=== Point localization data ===

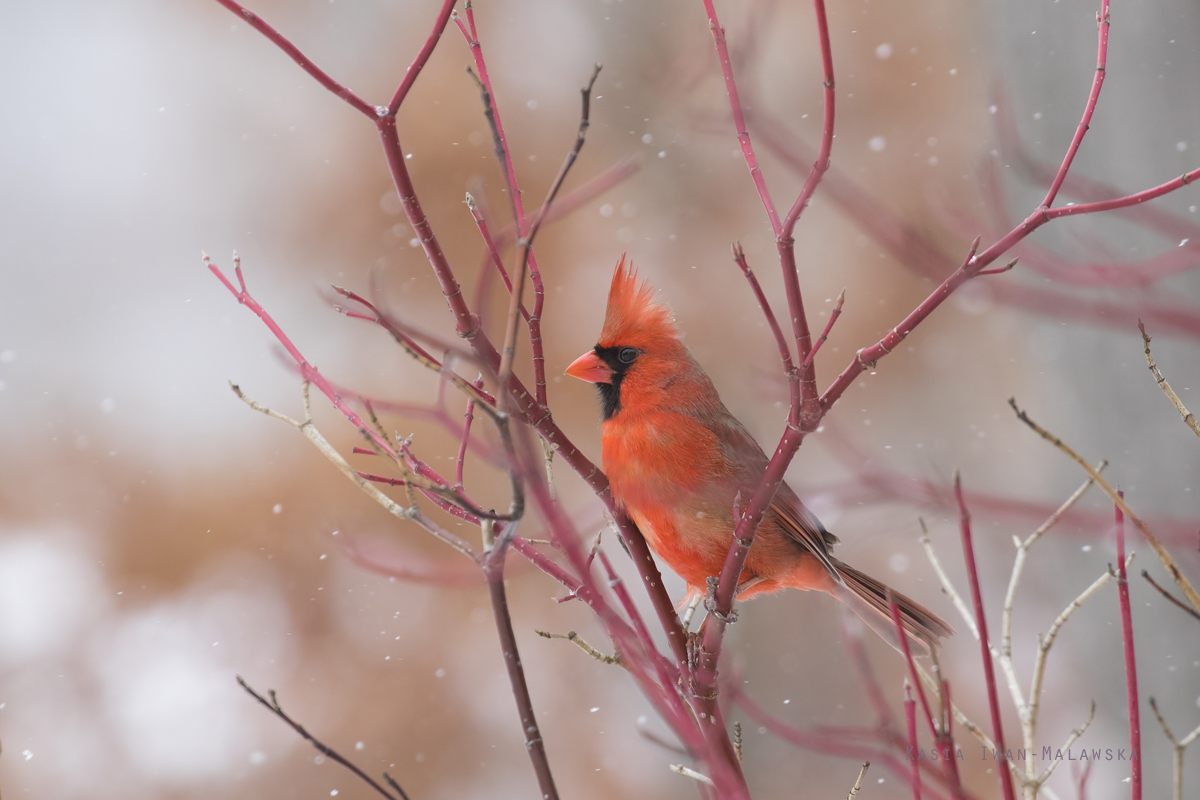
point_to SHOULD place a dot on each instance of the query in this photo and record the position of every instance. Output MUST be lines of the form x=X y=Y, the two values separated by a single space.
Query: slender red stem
x=827 y=119
x=804 y=411
x=989 y=672
x=833 y=318
x=912 y=666
x=739 y=122
x=910 y=717
x=1102 y=54
x=466 y=437
x=1131 y=660
x=294 y=53
x=423 y=55
x=493 y=571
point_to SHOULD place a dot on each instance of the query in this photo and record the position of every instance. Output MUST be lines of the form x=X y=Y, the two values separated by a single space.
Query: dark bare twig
x=492 y=560
x=1179 y=746
x=1189 y=419
x=273 y=705
x=1131 y=661
x=1171 y=597
x=1151 y=539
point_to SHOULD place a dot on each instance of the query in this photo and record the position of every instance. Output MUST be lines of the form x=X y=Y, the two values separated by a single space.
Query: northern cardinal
x=677 y=459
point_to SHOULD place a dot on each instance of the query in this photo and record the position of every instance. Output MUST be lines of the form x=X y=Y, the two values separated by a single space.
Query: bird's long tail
x=868 y=599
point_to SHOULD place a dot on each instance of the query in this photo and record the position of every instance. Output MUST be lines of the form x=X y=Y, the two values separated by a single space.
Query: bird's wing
x=748 y=462
x=803 y=527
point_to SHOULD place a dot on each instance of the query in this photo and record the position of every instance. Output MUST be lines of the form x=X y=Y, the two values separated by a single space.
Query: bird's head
x=639 y=349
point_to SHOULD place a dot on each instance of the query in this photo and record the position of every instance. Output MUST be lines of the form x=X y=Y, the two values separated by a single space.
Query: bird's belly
x=693 y=554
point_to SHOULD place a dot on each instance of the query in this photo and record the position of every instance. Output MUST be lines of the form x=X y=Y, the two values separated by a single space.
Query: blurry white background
x=157 y=537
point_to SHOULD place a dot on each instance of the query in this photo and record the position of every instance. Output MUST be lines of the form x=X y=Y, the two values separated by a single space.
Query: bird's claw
x=711 y=603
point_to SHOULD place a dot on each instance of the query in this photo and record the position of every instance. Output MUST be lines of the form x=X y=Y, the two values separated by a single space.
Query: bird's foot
x=711 y=603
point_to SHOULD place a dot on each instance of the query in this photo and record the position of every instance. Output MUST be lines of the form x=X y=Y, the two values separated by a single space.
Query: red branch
x=910 y=716
x=1102 y=54
x=1131 y=660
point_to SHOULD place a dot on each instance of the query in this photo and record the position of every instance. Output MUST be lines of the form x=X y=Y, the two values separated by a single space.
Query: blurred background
x=159 y=537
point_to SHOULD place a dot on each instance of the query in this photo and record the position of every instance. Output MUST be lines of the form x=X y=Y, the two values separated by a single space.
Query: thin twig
x=910 y=716
x=273 y=705
x=693 y=774
x=571 y=636
x=1131 y=660
x=1188 y=416
x=1006 y=779
x=947 y=584
x=1171 y=597
x=310 y=431
x=858 y=783
x=833 y=318
x=493 y=571
x=1177 y=746
x=1163 y=555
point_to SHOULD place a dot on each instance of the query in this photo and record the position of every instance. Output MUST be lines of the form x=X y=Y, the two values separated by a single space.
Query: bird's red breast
x=677 y=461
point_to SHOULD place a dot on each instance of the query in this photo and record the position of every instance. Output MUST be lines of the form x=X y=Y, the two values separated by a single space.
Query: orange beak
x=591 y=368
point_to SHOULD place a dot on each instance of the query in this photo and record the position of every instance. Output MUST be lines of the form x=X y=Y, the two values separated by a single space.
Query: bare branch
x=858 y=783
x=1188 y=416
x=571 y=636
x=1163 y=555
x=1171 y=597
x=273 y=705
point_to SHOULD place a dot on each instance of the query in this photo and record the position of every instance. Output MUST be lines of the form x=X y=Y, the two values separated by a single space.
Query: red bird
x=677 y=459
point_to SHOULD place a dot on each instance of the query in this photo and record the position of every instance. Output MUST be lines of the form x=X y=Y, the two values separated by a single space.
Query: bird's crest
x=633 y=314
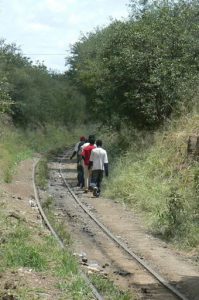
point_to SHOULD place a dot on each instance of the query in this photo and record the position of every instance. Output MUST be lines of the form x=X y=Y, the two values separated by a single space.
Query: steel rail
x=157 y=276
x=61 y=244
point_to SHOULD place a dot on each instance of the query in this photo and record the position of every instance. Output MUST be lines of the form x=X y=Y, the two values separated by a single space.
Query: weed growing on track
x=159 y=180
x=42 y=174
x=29 y=248
x=17 y=145
x=108 y=289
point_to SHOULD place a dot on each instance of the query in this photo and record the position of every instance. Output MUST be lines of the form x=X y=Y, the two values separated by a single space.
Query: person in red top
x=86 y=157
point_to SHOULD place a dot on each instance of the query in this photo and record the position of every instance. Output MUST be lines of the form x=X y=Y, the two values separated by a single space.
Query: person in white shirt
x=99 y=164
x=77 y=151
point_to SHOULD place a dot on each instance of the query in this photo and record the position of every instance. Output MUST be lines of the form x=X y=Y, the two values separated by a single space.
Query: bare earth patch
x=17 y=205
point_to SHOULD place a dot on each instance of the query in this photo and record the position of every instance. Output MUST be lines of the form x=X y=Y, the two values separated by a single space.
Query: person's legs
x=86 y=178
x=96 y=180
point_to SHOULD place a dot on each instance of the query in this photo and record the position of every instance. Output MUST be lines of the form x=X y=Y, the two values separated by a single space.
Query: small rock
x=84 y=259
x=32 y=203
x=10 y=285
x=122 y=273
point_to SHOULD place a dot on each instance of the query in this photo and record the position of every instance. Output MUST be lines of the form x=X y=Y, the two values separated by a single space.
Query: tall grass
x=159 y=180
x=17 y=144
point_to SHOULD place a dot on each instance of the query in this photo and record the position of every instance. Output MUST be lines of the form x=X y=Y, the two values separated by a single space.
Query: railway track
x=124 y=266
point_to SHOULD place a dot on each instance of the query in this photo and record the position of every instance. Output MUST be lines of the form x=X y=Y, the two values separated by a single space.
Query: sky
x=45 y=29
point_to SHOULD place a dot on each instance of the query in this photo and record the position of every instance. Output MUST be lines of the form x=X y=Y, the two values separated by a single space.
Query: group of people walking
x=92 y=163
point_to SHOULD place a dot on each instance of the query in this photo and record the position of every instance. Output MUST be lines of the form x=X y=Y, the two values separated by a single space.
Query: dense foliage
x=32 y=94
x=137 y=70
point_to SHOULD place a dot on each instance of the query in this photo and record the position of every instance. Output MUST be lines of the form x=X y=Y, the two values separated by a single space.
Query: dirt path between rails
x=176 y=267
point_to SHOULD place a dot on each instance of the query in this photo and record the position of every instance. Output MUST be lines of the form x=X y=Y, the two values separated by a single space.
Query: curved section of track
x=92 y=287
x=157 y=276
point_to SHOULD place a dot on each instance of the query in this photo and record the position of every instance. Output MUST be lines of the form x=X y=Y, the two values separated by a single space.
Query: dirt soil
x=177 y=267
x=17 y=203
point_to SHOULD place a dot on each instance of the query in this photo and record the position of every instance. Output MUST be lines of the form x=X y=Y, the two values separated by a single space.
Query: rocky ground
x=17 y=205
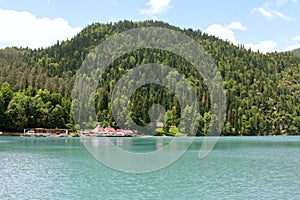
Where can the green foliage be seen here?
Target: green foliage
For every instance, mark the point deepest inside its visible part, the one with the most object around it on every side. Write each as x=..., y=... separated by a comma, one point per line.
x=262, y=90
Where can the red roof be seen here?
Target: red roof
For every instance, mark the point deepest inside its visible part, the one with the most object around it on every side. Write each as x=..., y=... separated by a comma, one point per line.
x=110, y=130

=== What to produce ===
Repeat all the data as it stands, dropping any images it holds.

=== Solution for this problem ===
point_to SHOULD place a dot on each instance of the query in this photo and record the position of every instance. Output MUST be lines of the form x=X y=Y, the two values separated by a single space.
Query: slender red stem
x=827 y=119
x=804 y=411
x=989 y=672
x=833 y=318
x=912 y=666
x=739 y=122
x=910 y=717
x=1102 y=54
x=466 y=437
x=1131 y=660
x=294 y=53
x=423 y=55
x=493 y=571
point_to SHOULD place a dot on each instance of the query in this photo and record the position of every instance. Output MUST be lines of the form x=X y=Y, the two values separated by a single space.
Query: dark bare twig
x=492 y=560
x=1179 y=746
x=1189 y=419
x=273 y=705
x=1131 y=661
x=1171 y=597
x=1151 y=539
point_to SHOULD place a dot on each instance of the query in this photo and record the position of every instance. Output MUST be lines of the form x=X y=Y, the two values separated by a single space.
Query: northern cardinal
x=677 y=459
point_to SHOULD place a dot on each instance of the query in this photo and record the position of every instance. Output MUST be lines of the form x=X y=Y, the two values separated by a single space.
Query: bird's long tail
x=868 y=599
point_to SHOULD place a dot on each instance of the query in this photo and record the position of every instance. Output MUST be lines of the form x=X y=Y, the two values separated by a single space.
Query: bird's wing
x=748 y=462
x=803 y=527
point_to SHOULD place a dot on each instance of the query in this photo and record the position of every instance. Output MUST be lines of the form x=X y=Y, the two values separated by a single space.
Query: bird's head
x=639 y=349
point_to SHOULD place a dot on each instance of the query in this photo and record the position of every instance. Output MUST be lines of the form x=X y=Y, the two values separated by a single space.
Query: bird's belly
x=693 y=554
point_to SHOULD place a dot on each instance of the query in this photo and record the position of every instance. Output MUST be lines of the form x=X y=Y, the two values separated by a single space.
Query: blurry white background
x=157 y=537
point_to SHOULD place a dot on each instance of the query in this photo and record the position of every instance. Output MUST be lines of the form x=X y=Y, the two values separated by a single space.
Query: bird's claw
x=711 y=603
point_to SHOULD place a dot on each instance of the query in this photo and record the position of every instance. Output MUST be lines of the form x=X y=Y, the two values separated by a single space.
Query: bird's foot
x=711 y=603
point_to SHOULD place a dot on each instance of the query in this photo and record the position of every instance. Output MUST be lines of the form x=X y=Y, the two values separated by a single space.
Query: red branch
x=910 y=716
x=1102 y=54
x=1131 y=660
point_to SHOULD place a dot on each instance of the query in this photo and record the position of every instance. Output MUST be lines of the form x=X y=Y, the two values separated by a single space.
Query: blurred background
x=159 y=537
point_to SHOULD place a dot on each instance of the query in this photo and record the position of every instance. Output MUST be lines of the form x=X y=Y, the two values separated by a single space.
Query: thin twig
x=910 y=716
x=273 y=705
x=693 y=774
x=571 y=636
x=1131 y=660
x=1188 y=416
x=1006 y=779
x=947 y=584
x=1171 y=597
x=310 y=431
x=858 y=783
x=833 y=318
x=493 y=571
x=1177 y=746
x=1163 y=555
point_to SHOULD place a dot on each instance of the query in this photo and record the position of every instance. Output MUST be lines of the form x=X y=Y, the two values separated by a single space.
Query: bird's red breast
x=677 y=461
point_to SHOULD place a dot on each instance of the query in this photo and record the position of every instance. Output MUST be lines of the form x=X y=Y, the two values separated by a single space.
Query: orange beak
x=591 y=368
point_to SHOULD place a dot on each instance of the query in this photo and record the position of every instance. Output MUST be lines of the form x=X y=Y, the two values separated by a single space.
Query: bare branch
x=858 y=783
x=1188 y=416
x=571 y=636
x=1163 y=555
x=1171 y=597
x=273 y=705
point_to SHOULD place a dot on each instance of the query in this photo and record the position of every instance. Output MUST be lines of the form x=X y=Y, the two values separated by a single space.
Query: red bird
x=677 y=459
point_to SHOULD place a dot on each instance of the query in this photo and record the position of every instance. Output MUST be lines of the form x=X y=Y, the two values separated by a single space.
Query: bird's crest
x=633 y=314
point_to SHOULD place a dot on each instance of the query in this photo and record the position of every instance. Output MUST be lines of the form x=X y=Y, the two values separated by a single space.
Query: steel rail
x=157 y=276
x=61 y=244
point_to SHOULD place a dot on each instance of the query in this photo and record the position of every instance. Output MUST be lines of the form x=X y=Y, the two values separated by a single space.
Query: weed growing on track
x=159 y=180
x=42 y=174
x=29 y=248
x=17 y=145
x=108 y=289
point_to SHOULD place a dot on each instance of the query in this photo and record the position of every instance. Output MUST be lines of the form x=X y=Y, the two values separated by a single space.
Query: person in red top
x=86 y=157
point_to SHOULD place a dot on each instance of the query in this photo and record the position of every instance. Output MUST be lines of the form x=X y=Y, the two values separated by a single space.
Query: person in white shirt
x=99 y=164
x=77 y=151
point_to SHOULD place a dot on each instance of the query in this photo and record the position of every instance. Output MUST be lines of the form x=X y=Y, the two values separated by a single space.
Query: bare earth patch
x=17 y=205
point_to SHOULD place a dot on each instance of the query in this photo and record the position of every instance. Output MUST be lines of the form x=X y=Y, the two values separated by a single space.
Query: person's legs
x=86 y=178
x=96 y=180
point_to SHOULD place a dot on each instance of the query in this photo and record the position of every instance. Output MUST be lines of the form x=X y=Y, the two values separated by a single space.
Query: small rock
x=84 y=259
x=32 y=203
x=10 y=285
x=122 y=273
point_to SHOULD place a dot on each instance of the query in this photo and record the position of every instance. Output MUST be lines of the form x=X y=Y, the two values separated by a single space.
Query: tall grass
x=159 y=180
x=17 y=144
point_to SHOULD place a dot on each instance of the query in this photo and record the position of every instance. Output MUST be lines of the form x=X y=Y, the two values separated by a single space.
Query: railway track
x=124 y=266
point_to SHOULD place a dot on each instance of the query in this photo and record the position of every instance. Output MUST be lines of the form x=X y=Y, the two values separated by a single space.
Query: sky
x=45 y=29
point_to SHOULD place a dot on each instance of the query in this photo and record the position of every instance. Output MUST be lines of the form x=X y=Y, the two values separated by a single space.
Query: group of people walking
x=92 y=163
point_to SHOULD place a dot on each instance of the query in this photo and record the position of every instance. Output MUST be lines of the form x=X y=Y, the two values separated by a single space.
Query: dense foliage
x=32 y=94
x=137 y=70
point_to SHOULD place a dot on each instance of the query in this photo and record the position of every instance. Output MUST be lines of the form x=X y=Y, the two values separated by a single space.
Query: dirt path between rails
x=176 y=267
point_to SHOULD place a dot on each instance of the query in this photo and record the position of every instance. Output MUST be lines of the form x=X y=Y, the two values separated by a single space.
Query: curved section of track
x=92 y=287
x=157 y=276
point_to SHOULD place a dot on each instance of the query in this photo and record the position of every instance. Output MUST be lines of the form x=X y=Y, the two values separated by a single space.
Query: dirt soil
x=177 y=267
x=17 y=203
point_to SHOULD place a dot on each instance of the query in this photo and record the position of every instance. Output MUST be lines of the form x=X y=Y, the two values separated by a single space.
Query: rocky ground
x=17 y=205
Where can the green foliage be seen here?
Target: green foliage
For every instance, mark the point deepest inside its visible part, the one with the most object around it on every side. Write each as x=..., y=... separated by a comma, one point per line.
x=262, y=90
Where can the red roof be seen here?
Target: red roof
For every instance, mark the point deepest inside its visible part, the one with the most object around it on every side. Write each as x=..., y=... separated by a comma, one point per line.
x=110, y=130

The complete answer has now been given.